● EXERCISE DIRECTIONS
Check each line of the data for "doorway", and copy the ones that have it.

● MATERIAL FOR THIS EXERCISE
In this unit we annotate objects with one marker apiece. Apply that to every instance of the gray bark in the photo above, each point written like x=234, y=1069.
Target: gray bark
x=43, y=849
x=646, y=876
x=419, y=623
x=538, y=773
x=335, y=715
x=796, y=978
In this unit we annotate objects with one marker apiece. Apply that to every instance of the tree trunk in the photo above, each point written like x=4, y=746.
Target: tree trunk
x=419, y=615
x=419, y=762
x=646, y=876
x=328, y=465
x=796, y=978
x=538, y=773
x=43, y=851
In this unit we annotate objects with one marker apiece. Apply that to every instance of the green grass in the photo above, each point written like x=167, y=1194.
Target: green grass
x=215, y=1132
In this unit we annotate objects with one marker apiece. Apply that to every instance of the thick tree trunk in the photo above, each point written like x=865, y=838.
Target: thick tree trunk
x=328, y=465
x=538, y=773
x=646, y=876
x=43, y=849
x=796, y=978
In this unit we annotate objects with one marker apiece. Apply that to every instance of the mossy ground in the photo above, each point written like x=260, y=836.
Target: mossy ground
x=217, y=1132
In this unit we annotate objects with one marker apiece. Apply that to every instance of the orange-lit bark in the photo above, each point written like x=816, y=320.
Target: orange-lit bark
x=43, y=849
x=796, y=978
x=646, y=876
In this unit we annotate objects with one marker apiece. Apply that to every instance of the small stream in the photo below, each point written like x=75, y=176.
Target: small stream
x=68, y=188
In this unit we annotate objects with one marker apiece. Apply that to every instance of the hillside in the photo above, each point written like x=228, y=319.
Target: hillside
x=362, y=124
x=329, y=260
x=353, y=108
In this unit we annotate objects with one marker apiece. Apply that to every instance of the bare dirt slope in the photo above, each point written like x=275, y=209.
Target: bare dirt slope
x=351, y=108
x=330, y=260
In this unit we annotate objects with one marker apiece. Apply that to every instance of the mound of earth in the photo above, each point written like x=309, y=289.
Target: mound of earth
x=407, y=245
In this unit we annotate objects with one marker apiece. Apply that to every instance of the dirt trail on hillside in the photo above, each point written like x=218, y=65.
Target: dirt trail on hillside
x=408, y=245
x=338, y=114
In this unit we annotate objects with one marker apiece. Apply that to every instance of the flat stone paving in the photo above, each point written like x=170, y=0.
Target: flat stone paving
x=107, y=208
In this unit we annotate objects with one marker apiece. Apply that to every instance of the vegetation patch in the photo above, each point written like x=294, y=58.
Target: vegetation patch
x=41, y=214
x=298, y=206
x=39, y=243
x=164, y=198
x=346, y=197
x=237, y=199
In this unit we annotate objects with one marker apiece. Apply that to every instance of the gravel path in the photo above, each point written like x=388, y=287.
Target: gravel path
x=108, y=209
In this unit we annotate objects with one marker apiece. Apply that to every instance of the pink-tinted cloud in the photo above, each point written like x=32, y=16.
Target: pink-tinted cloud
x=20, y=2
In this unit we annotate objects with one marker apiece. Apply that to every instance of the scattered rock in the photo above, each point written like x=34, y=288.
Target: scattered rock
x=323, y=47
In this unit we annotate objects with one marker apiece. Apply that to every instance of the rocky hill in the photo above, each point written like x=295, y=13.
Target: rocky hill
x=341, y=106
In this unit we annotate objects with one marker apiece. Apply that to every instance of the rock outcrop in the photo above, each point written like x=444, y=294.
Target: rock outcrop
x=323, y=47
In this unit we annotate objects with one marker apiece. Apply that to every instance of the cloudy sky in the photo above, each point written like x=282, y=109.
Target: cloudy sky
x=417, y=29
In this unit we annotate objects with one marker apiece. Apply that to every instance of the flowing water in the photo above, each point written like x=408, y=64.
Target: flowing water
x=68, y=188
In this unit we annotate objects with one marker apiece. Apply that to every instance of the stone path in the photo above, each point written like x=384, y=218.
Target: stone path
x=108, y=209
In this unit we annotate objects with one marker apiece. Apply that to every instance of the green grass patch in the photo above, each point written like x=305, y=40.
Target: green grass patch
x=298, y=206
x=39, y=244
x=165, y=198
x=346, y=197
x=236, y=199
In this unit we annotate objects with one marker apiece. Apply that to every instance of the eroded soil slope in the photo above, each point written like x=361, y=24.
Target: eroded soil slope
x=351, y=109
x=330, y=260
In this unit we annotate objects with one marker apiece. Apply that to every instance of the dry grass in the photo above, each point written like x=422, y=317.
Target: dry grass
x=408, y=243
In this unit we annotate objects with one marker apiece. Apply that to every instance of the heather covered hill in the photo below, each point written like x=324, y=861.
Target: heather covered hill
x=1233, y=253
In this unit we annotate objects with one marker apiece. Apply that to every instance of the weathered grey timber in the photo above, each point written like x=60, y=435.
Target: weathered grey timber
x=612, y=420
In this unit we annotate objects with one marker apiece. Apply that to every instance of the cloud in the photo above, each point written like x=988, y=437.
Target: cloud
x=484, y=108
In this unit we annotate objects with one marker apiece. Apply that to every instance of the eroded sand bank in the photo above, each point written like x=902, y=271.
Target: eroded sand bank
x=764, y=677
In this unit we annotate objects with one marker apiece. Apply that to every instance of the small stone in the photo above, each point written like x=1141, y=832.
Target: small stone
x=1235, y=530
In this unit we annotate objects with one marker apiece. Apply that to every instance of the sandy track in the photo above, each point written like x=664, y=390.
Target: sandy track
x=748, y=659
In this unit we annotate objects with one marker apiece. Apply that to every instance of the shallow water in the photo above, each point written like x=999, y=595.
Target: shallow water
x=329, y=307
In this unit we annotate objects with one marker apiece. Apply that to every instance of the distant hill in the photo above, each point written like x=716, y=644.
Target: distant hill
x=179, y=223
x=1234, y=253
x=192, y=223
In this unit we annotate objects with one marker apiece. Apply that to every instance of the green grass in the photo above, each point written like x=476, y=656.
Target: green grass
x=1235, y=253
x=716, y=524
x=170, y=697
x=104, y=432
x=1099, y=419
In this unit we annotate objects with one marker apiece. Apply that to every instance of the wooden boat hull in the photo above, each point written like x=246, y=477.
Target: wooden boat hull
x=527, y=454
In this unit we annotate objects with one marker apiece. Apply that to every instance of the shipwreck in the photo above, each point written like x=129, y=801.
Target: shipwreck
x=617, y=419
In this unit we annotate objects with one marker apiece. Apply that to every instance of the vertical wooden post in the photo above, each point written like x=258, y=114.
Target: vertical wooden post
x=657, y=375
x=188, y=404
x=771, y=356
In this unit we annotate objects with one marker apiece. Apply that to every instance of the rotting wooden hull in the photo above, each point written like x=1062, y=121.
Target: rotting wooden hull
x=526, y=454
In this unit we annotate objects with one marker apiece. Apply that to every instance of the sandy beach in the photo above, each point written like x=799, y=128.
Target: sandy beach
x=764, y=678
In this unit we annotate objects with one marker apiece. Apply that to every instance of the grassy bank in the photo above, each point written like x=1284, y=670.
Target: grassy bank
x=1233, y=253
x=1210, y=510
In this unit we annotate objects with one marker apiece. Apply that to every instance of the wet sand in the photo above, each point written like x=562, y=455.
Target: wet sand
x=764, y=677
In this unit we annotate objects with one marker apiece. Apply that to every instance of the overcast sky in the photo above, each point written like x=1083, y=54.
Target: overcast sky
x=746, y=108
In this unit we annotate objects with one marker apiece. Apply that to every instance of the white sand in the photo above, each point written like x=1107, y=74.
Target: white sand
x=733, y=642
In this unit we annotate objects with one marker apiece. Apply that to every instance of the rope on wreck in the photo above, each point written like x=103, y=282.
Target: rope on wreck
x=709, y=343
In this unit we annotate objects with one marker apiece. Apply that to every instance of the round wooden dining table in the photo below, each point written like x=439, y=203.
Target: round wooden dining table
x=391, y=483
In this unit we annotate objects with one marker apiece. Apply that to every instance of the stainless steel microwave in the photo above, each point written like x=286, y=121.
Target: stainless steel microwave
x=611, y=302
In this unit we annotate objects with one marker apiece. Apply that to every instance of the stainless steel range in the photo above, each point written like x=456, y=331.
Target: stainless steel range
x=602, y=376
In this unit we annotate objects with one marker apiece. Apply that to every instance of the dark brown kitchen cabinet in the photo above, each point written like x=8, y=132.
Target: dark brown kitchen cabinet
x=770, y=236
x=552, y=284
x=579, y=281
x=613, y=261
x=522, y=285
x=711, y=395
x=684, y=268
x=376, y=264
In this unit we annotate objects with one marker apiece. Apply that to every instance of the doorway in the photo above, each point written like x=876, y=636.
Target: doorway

● ANSWER BOX
In this unit we annotate objects with one marker apiece. Apply that to every instance of the doorway in the photo above, each point written like x=876, y=636.
Target: doorway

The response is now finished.